### [SOURCE PASSAGE]
# Big Red



## Stoopette (May 30, 2012)

I know it's been decades since this horse has passed away, but I wanted to create a little thread for him to remember how great he was, and how hard he raced to win the triple crown.

That horse is Secretariat "Big Red". He, in my opinion, is and was one of the best race horses of all time, and I was so inspired when I saw the movie they made about him a year ago or so. Left me breathless and I wanted to learn so much more not only about him, but horses in general as well. So I wanted to pay respects to him, and hopefully get some others to do so as well.

RIP Secretariat, greatest horse in my eyes <3










Thank you! :3


----------



## Skyseternalangel (Jul 23, 2011)

Is that your painting?

I don't really follow the racing industry (or really any professional part of horses.. I just enjoy horses lol!) but I did see the movie and it was very interesting to watch. 

But what a gentle idea, he certainly had a lot of talent. May he rest in peace and be remembered forever.


----------



## redpony (Apr 17, 2012)

Like you, Stoopette, Secretariet was my inspiration. I had been riding horses all my life but his races ignited a passion for racing in me! I know i'm giving away my age but I watched them live (on TV). I now race Standardbreds and the thrill of watching your own horse is incredible, indescribable really. When the movie came out I was afraid I wouldn't like it but it was really good.I don't believe there well ever be another that compares to him.
_Posted via Mobile Device_


----------



## Stoopette (May 30, 2012)

redpony said:


> Like you, Stoopette, Secretariet was my inspiration. I had been riding horses all my life but his races ignited a passion for racing in me! I know i'm giving away my age but I watched them live (on TV). I now race Standardbreds and the thrill of watching your own horse is incredible, indescribable really. When the movie came out I was afraid I wouldn't like it but it was really good.I don't believe there well ever be another that compares to him.
> _Posted via Mobile Device_


I unfortunately wasn't around to watch him race, but I would've loved to be. Ever since, I've watched as many races on TV as I could. I'd love to witness one myself, maybe go to one of the triple crown races some day and watch them run. I also really want to visit Secretariat's statue some time in my life so I can pay tribute to him.


----------

### [TASKS TO COMPLETE]
A - In one to three sentences, explain why Stoopette started the Secretariat thread.
B - Repeat everything in the Secretariat thread from "## Skyseternalangel (Jul" down to "be remembered forever.", word for word.
The listing after this point is unrelated to the Secretariat thread.

### [RECORD EXCERPTS]
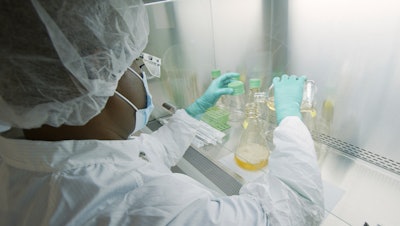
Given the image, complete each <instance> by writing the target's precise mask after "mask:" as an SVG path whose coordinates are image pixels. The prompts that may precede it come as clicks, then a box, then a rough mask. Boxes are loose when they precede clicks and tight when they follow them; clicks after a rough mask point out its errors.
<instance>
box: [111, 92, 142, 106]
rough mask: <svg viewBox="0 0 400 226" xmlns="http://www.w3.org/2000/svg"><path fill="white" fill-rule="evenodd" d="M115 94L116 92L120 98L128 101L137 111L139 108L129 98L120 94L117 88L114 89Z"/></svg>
mask: <svg viewBox="0 0 400 226" xmlns="http://www.w3.org/2000/svg"><path fill="white" fill-rule="evenodd" d="M115 94H117V96H119V97H120V98H121V99H122V100H124V101H125V102H126V103H128V104H129V105H130V106H131V107H132V108H133V109H135V110H136V111H139V109H138V108H137V107H136V106H135V105H134V104H133V103H132V102H131V101H130V100H128V98H126V97H124V96H122V94H120V93H119V92H118V91H117V90H115Z"/></svg>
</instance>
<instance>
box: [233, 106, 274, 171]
mask: <svg viewBox="0 0 400 226" xmlns="http://www.w3.org/2000/svg"><path fill="white" fill-rule="evenodd" d="M258 115H259V113H258V110H257V108H247V109H246V120H247V123H248V124H247V127H246V128H245V129H244V130H243V132H242V135H241V137H240V143H239V145H238V148H237V149H236V151H235V161H236V163H237V164H238V165H239V166H240V167H241V168H243V169H246V170H252V171H255V170H260V169H262V168H263V167H265V166H266V165H267V164H268V158H269V154H270V149H269V148H268V146H267V142H266V140H265V139H264V137H263V136H262V131H263V130H262V128H261V126H260V125H261V124H260V123H259V121H258Z"/></svg>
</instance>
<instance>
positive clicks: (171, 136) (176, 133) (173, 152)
mask: <svg viewBox="0 0 400 226" xmlns="http://www.w3.org/2000/svg"><path fill="white" fill-rule="evenodd" d="M197 125H199V121H198V120H196V119H194V118H192V117H191V116H190V115H188V114H187V113H186V111H185V110H178V111H176V112H175V114H174V115H173V116H172V117H171V118H170V119H169V120H168V123H167V124H165V125H163V126H161V127H160V128H159V129H158V130H156V131H154V132H153V133H152V134H142V135H141V136H140V137H139V138H138V139H141V143H142V144H143V147H144V148H145V149H147V150H145V151H147V152H150V153H151V155H152V156H155V157H156V158H157V159H159V160H161V161H163V162H164V163H165V165H166V166H167V167H168V168H170V167H172V166H174V165H176V164H177V162H178V161H179V160H180V159H181V158H182V156H183V154H184V153H185V151H186V150H187V149H188V148H189V146H190V144H191V142H192V140H193V138H194V137H195V135H196V131H197V127H198V126H197Z"/></svg>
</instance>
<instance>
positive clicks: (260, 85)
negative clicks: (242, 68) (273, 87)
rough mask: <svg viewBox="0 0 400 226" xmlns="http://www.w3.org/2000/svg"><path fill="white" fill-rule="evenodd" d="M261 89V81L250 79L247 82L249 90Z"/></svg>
mask: <svg viewBox="0 0 400 226" xmlns="http://www.w3.org/2000/svg"><path fill="white" fill-rule="evenodd" d="M260 87H261V80H260V79H259V78H252V79H250V80H249V88H250V89H253V88H260Z"/></svg>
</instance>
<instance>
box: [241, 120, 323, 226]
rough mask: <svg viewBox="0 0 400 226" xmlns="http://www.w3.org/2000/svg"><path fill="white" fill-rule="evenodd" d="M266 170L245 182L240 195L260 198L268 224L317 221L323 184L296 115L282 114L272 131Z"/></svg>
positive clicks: (313, 159) (319, 206)
mask: <svg viewBox="0 0 400 226" xmlns="http://www.w3.org/2000/svg"><path fill="white" fill-rule="evenodd" d="M274 144H275V150H274V151H273V152H272V153H271V156H270V159H269V166H268V173H266V174H265V175H264V176H262V177H260V178H259V179H257V180H256V181H253V182H250V183H248V184H245V185H244V186H243V187H242V189H241V190H240V195H246V196H249V197H251V198H253V199H254V200H257V201H259V202H260V204H261V206H262V208H263V210H264V212H265V213H266V215H267V218H268V221H269V223H270V225H274V226H275V225H285V226H286V225H307V226H312V225H319V224H320V222H321V221H322V219H323V216H324V200H323V188H322V180H321V175H320V170H319V167H318V164H317V158H316V153H315V149H314V143H313V140H312V138H311V135H310V133H309V131H308V129H307V127H306V126H305V125H304V124H303V122H302V121H301V120H300V119H299V118H298V117H286V118H285V119H283V120H282V122H281V123H280V125H279V126H278V127H277V128H276V129H275V131H274Z"/></svg>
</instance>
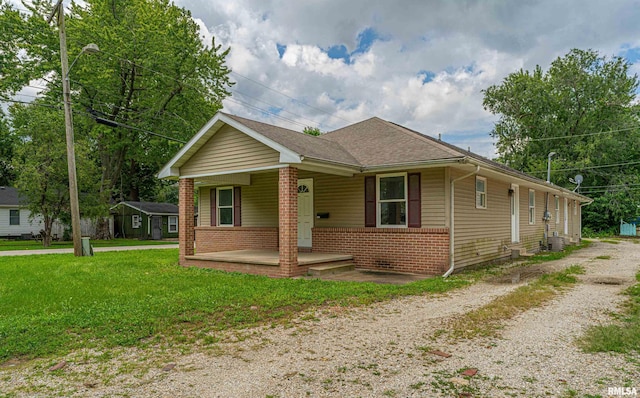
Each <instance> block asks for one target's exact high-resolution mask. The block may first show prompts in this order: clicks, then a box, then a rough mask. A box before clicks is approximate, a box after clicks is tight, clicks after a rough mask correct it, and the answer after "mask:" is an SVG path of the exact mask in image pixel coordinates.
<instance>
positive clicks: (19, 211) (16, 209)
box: [9, 209, 22, 227]
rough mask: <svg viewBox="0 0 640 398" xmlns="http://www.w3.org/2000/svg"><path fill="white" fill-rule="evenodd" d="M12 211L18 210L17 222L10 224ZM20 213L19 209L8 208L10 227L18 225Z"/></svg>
mask: <svg viewBox="0 0 640 398" xmlns="http://www.w3.org/2000/svg"><path fill="white" fill-rule="evenodd" d="M12 211H17V212H18V223H17V224H11V212H12ZM21 216H22V215H21V214H20V209H9V226H10V227H19V226H20V221H21V220H20V218H21Z"/></svg>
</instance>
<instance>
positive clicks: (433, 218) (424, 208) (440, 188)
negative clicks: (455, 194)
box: [420, 168, 447, 228]
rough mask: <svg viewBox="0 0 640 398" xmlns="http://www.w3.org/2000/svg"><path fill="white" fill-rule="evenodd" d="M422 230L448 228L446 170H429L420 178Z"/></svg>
mask: <svg viewBox="0 0 640 398" xmlns="http://www.w3.org/2000/svg"><path fill="white" fill-rule="evenodd" d="M420 191H421V192H420V194H421V196H420V199H421V201H422V214H421V215H422V221H421V222H422V228H444V227H445V226H446V223H447V221H446V214H445V206H446V201H447V198H446V196H445V169H444V168H440V169H427V170H424V171H423V172H422V175H421V177H420Z"/></svg>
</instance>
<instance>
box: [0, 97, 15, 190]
mask: <svg viewBox="0 0 640 398" xmlns="http://www.w3.org/2000/svg"><path fill="white" fill-rule="evenodd" d="M16 141H17V140H16V135H15V134H14V133H13V132H12V131H11V130H9V127H8V125H7V123H6V121H5V118H4V114H3V113H2V110H1V109H0V186H3V185H12V183H13V180H15V178H16V175H15V169H14V167H13V164H12V163H11V158H12V157H13V148H14V147H15V145H16Z"/></svg>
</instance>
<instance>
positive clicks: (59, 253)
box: [0, 243, 178, 257]
mask: <svg viewBox="0 0 640 398" xmlns="http://www.w3.org/2000/svg"><path fill="white" fill-rule="evenodd" d="M177 248H178V244H177V243H174V244H166V245H144V246H113V247H94V248H93V252H94V253H100V252H117V251H127V250H151V249H177ZM69 253H73V248H72V247H70V248H66V249H37V250H7V251H0V257H2V256H31V255H35V254H69Z"/></svg>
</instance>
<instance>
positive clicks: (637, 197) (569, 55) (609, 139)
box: [483, 49, 640, 230]
mask: <svg viewBox="0 0 640 398" xmlns="http://www.w3.org/2000/svg"><path fill="white" fill-rule="evenodd" d="M629 67H630V64H629V63H628V62H627V61H626V60H625V59H623V58H621V57H612V58H606V57H603V56H600V55H599V54H598V52H597V51H593V50H586V51H584V50H577V49H574V50H571V51H570V52H569V53H568V54H567V55H565V56H564V57H559V58H557V59H556V60H555V61H553V62H552V64H551V66H550V68H549V70H548V71H546V72H544V71H543V70H542V68H541V67H540V66H537V67H536V68H535V69H534V70H533V71H532V72H529V71H524V70H520V71H517V72H515V73H512V74H510V75H509V76H507V77H506V78H505V79H504V81H503V82H502V84H500V85H495V86H491V87H489V88H487V89H486V90H484V102H483V104H484V107H485V109H487V110H489V111H491V112H492V113H494V114H498V115H500V119H499V121H498V122H497V123H496V125H495V126H494V129H493V131H492V132H491V135H492V136H493V137H494V138H496V139H497V149H498V154H499V160H500V161H502V162H504V163H507V164H508V165H509V166H511V167H514V168H516V169H519V170H522V171H525V172H528V173H531V174H533V175H537V176H538V177H541V178H543V177H544V176H546V166H547V154H548V153H550V152H556V153H557V154H558V155H557V156H556V157H554V158H553V172H552V178H551V181H552V182H553V183H555V184H557V185H560V186H565V187H567V188H571V189H573V187H574V185H572V184H570V183H569V178H570V177H572V176H574V175H576V174H577V173H581V174H583V175H584V177H585V179H584V182H583V184H582V185H583V186H584V187H597V189H596V188H587V189H585V190H584V193H585V194H587V195H590V196H592V197H594V198H596V200H598V198H600V197H601V196H607V195H609V196H611V197H613V196H615V198H616V200H615V201H608V202H607V201H605V200H600V201H599V202H603V203H604V204H605V207H606V206H608V207H607V208H606V209H604V210H603V209H602V208H600V207H599V206H593V207H591V206H590V207H587V208H585V225H588V226H589V227H591V228H592V229H594V230H603V229H608V228H610V227H612V226H613V225H615V223H619V219H617V220H615V219H614V218H615V217H623V218H627V217H630V216H633V215H634V214H631V213H632V211H631V209H632V208H634V207H635V204H637V203H640V197H639V195H638V191H637V190H633V189H632V188H633V187H634V185H633V184H634V182H635V181H636V180H637V178H636V176H637V174H638V171H640V165H638V164H635V162H634V161H637V159H639V158H640V146H639V142H640V125H639V123H638V122H639V115H640V107H639V106H638V105H637V104H636V94H635V92H636V89H637V88H638V77H637V76H635V75H630V74H629ZM616 164H620V166H613V167H609V165H616ZM621 191H623V192H624V194H623V195H622V196H620V195H619V192H621ZM622 202H624V204H622ZM607 203H608V204H607ZM596 212H597V213H599V214H590V213H596ZM602 214H609V215H611V217H609V216H607V217H602Z"/></svg>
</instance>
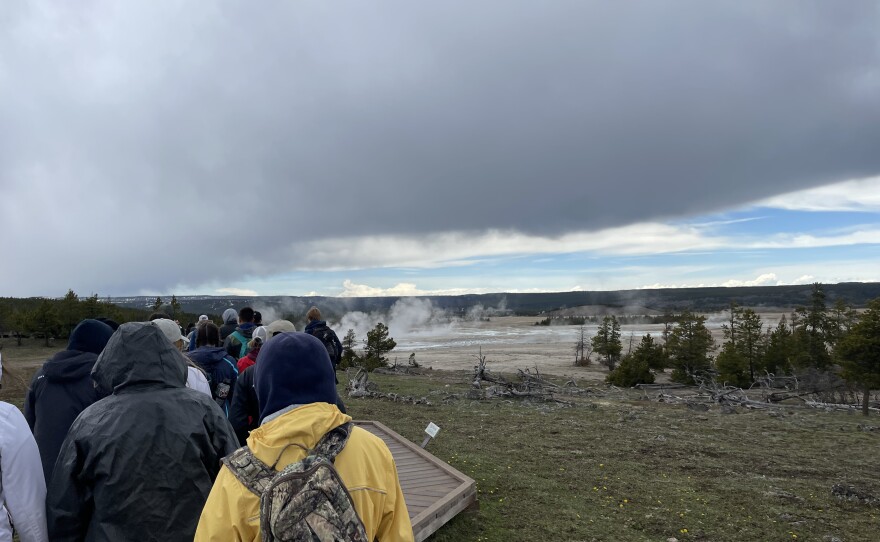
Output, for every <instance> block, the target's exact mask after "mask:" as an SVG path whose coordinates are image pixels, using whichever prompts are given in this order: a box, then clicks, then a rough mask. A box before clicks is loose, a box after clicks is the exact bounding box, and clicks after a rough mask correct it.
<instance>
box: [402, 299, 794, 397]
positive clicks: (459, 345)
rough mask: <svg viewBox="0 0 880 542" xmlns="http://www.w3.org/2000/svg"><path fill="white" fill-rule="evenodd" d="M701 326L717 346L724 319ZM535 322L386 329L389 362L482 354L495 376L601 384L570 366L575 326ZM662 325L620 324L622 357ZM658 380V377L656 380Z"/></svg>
mask: <svg viewBox="0 0 880 542" xmlns="http://www.w3.org/2000/svg"><path fill="white" fill-rule="evenodd" d="M781 315H782V313H781V312H774V313H764V314H761V317H762V319H763V321H764V323H765V329H766V326H767V325H768V324H769V325H773V326H775V325H776V322H777V321H778V320H779V317H780V316H781ZM705 316H706V317H707V322H706V325H707V327H708V328H709V329H710V330H711V331H712V335H713V337H714V338H715V341H716V344H717V345H719V346H720V345H721V343H722V341H723V331H722V328H721V325H722V324H723V323H724V321H725V315H724V314H714V315H705ZM540 319H541V318H538V317H531V316H529V317H526V316H505V317H496V318H492V319H491V320H490V321H489V322H485V321H471V322H456V323H454V324H451V325H449V326H441V327H432V328H426V329H421V330H419V329H416V330H412V331H410V332H404V333H398V331H399V330H397V331H396V330H395V329H393V328H392V329H391V330H390V331H391V335H392V336H393V337H394V338H395V339H396V340H397V344H398V346H397V348H396V349H395V350H394V351H393V352H391V354H390V358H391V359H392V360H394V358H397V362H398V363H406V361H407V358H408V357H409V355H410V353H412V352H415V354H416V361H418V363H419V364H420V365H422V366H425V367H432V368H434V369H444V370H471V369H473V367H474V365H476V364H477V356H478V354H479V353H480V352H481V351H482V354H483V355H485V356H486V359H487V362H488V364H489V368H490V369H491V370H492V371H496V372H516V370H517V369H523V370H525V369H530V370H532V371H534V369H535V368H536V367H537V369H538V370H539V371H540V372H542V373H547V374H552V375H556V376H562V377H566V378H572V379H576V380H604V378H605V376H606V375H607V374H608V370H607V369H606V368H605V367H604V366H602V365H601V364H599V363H598V362H596V361H594V362H593V363H592V364H591V365H590V366H588V367H576V366H574V359H575V355H574V347H575V343H576V342H577V340H578V326H572V325H553V326H536V325H535V322H536V321H538V320H540ZM596 328H597V326H596V325H595V324H592V325H587V326H586V330H587V335H588V337H592V336H593V335H595V333H596ZM662 332H663V325H662V324H644V325H623V326H621V341H622V342H623V352H624V353H626V352H627V351H628V349H629V348H630V342H632V348H635V347H636V346H637V345H638V343H639V341H640V340H641V338H642V335H644V334H647V333H650V334H651V335H652V336H654V337H655V338H657V339H660V337H661V334H662ZM658 381H661V382H662V381H663V375H658Z"/></svg>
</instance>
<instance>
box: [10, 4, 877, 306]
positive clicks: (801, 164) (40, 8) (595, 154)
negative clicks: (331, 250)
mask: <svg viewBox="0 0 880 542" xmlns="http://www.w3.org/2000/svg"><path fill="white" fill-rule="evenodd" d="M331 4H332V5H331ZM878 26H880V12H878V7H877V4H876V3H875V2H867V1H865V2H859V1H850V2H844V3H841V2H834V3H831V2H824V1H815V2H808V1H790V2H782V1H780V2H773V3H767V2H760V1H756V2H743V1H730V2H711V3H710V2H704V1H700V0H694V1H679V2H663V3H659V2H652V1H643V2H625V3H624V2H586V1H554V2H525V1H522V2H519V1H511V0H498V1H485V2H479V3H473V2H441V3H431V4H430V5H429V4H425V3H421V2H404V1H399V2H396V1H380V2H346V3H327V2H287V3H281V2H278V3H266V4H261V5H260V6H259V7H256V6H254V5H253V4H252V3H244V2H242V3H240V4H238V5H235V6H230V5H228V3H223V4H217V5H210V4H200V5H199V8H198V9H195V8H194V6H193V5H192V4H186V3H176V2H159V3H138V2H128V3H125V5H122V4H121V3H114V2H100V1H95V2H92V3H91V4H89V5H88V7H84V6H83V5H82V4H80V3H78V4H77V5H75V6H74V5H70V6H69V7H68V6H66V5H61V4H58V3H52V2H45V3H40V2H29V3H20V4H15V5H14V6H13V7H10V6H5V8H4V13H3V14H2V15H0V51H3V54H2V55H0V88H2V89H4V91H3V99H2V100H0V123H2V126H3V127H4V129H3V130H2V132H0V187H2V190H3V194H4V198H3V200H2V201H0V213H2V217H0V227H2V231H3V232H5V235H4V237H5V239H4V241H3V245H4V246H3V251H4V254H14V255H15V256H14V260H16V261H17V265H14V266H10V265H3V266H0V283H2V284H4V286H6V287H7V288H8V289H9V292H8V293H10V294H18V295H22V294H60V293H62V292H63V290H64V289H66V288H67V287H69V286H72V287H75V288H78V289H81V290H84V291H89V290H91V291H100V292H102V293H103V292H108V293H130V292H136V291H139V290H141V289H159V290H162V289H165V288H169V287H173V286H175V285H181V284H190V285H193V284H202V283H204V282H206V281H209V280H218V281H224V280H230V279H234V278H238V277H241V276H243V275H247V274H249V275H264V274H269V273H274V272H279V271H282V270H284V269H290V268H292V267H295V266H296V265H297V262H298V261H300V260H301V259H302V255H301V254H297V246H301V244H298V243H295V241H302V240H304V239H318V238H322V237H341V236H344V237H347V236H352V235H372V234H414V235H419V234H424V233H431V232H444V231H474V232H477V231H482V230H485V229H487V228H501V229H513V230H517V231H521V232H526V233H538V234H543V235H559V234H563V233H565V232H570V231H579V230H591V229H596V228H601V227H610V226H618V225H624V224H628V223H632V222H634V221H638V220H645V219H652V218H656V219H662V218H667V217H673V216H683V215H689V214H695V213H702V212H710V211H713V210H717V209H723V208H726V207H730V206H733V205H737V204H741V203H746V202H749V201H754V200H756V199H759V198H764V197H769V196H772V195H776V194H781V193H785V192H786V191H790V190H794V189H798V188H804V187H809V186H818V185H821V184H825V183H829V182H832V181H838V180H844V179H848V178H853V177H862V176H869V175H876V174H877V173H880V153H878V152H877V141H880V71H878V66H880V39H878V37H877V32H876V29H877V28H878ZM59 262H63V264H59Z"/></svg>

### [SOLUTIONS TO THE TASKS]
A - Stoopette started it to remember how great Secretariat was and how hard he raced to win the triple crown. After being inspired by the movie about him, Stoopette wanted to pay respects to him and hopefully get others to do the same.

B -
## Skyseternalangel (Jul 23, 2011)

Is that your painting?

I don't really follow the racing industry (or really any professional part of horses.. I just enjoy horses lol!) but I did see the movie and it was very interesting to watch. 

But what a gentle idea, he certainly had a lot of talent. May he rest in peace and be remembered forever.